▶ [About this exercise]: Below are records to be output exactly, every one of them.

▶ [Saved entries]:
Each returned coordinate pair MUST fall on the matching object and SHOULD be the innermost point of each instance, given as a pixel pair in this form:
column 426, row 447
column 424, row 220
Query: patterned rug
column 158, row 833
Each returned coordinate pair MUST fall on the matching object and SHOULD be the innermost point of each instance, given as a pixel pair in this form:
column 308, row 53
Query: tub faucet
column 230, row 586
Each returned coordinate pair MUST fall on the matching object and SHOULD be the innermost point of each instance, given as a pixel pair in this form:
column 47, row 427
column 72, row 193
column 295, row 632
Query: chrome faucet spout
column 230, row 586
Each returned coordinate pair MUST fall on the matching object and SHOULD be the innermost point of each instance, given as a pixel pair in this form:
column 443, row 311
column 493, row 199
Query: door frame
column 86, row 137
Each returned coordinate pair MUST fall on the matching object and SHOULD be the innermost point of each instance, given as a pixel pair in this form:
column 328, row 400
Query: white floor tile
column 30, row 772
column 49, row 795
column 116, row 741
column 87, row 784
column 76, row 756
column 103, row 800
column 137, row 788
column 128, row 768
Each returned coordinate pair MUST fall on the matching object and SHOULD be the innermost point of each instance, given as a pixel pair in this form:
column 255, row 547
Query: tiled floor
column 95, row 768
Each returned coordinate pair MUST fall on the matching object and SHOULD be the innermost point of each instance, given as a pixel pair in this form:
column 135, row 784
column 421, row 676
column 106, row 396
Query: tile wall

▶ [Your solution]:
Each returned coordinate pair MUST fall on the matching object and SHOULD be the innermost point of each instance, given as a pixel pair in this form:
column 426, row 447
column 424, row 220
Query: patterned rug
column 158, row 833
Each returned coordinate pair MUST fall on the matching object and SHOULD be the innermost point of each instance, given as a pixel pair in this form:
column 308, row 53
Query: tub faucet
column 230, row 586
Each returned coordinate pair MUST fall on the matching object and SHOULD be the innermost point of each instance, given as a pixel pair in this form:
column 47, row 427
column 72, row 193
column 295, row 632
Query: chrome faucet spout
column 230, row 586
Each returned coordinate pair MUST fall on the matching object and SHOULD be the innermost point of each instance, given as a pixel pair in this form:
column 443, row 311
column 493, row 199
Query: door frame
column 86, row 137
Each returned coordinate pair MUST fall on the matching object and SHOULD be the innermost point of each instance, given as a pixel pair in this form:
column 328, row 400
Query: white floor tile
column 30, row 772
column 49, row 795
column 116, row 741
column 87, row 784
column 76, row 756
column 103, row 800
column 137, row 788
column 128, row 768
Each returned coordinate pair MUST fall on the matching object and SHOULD be the innermost point of each instance, given as a pixel pair in this form:
column 255, row 547
Query: tiled floor
column 95, row 768
Each returned coordinate pair MUST fall on the matching object and SHOULD be the innermost point of each instance, given as a pixel pair in this form:
column 135, row 784
column 421, row 676
column 106, row 396
Query: tile wall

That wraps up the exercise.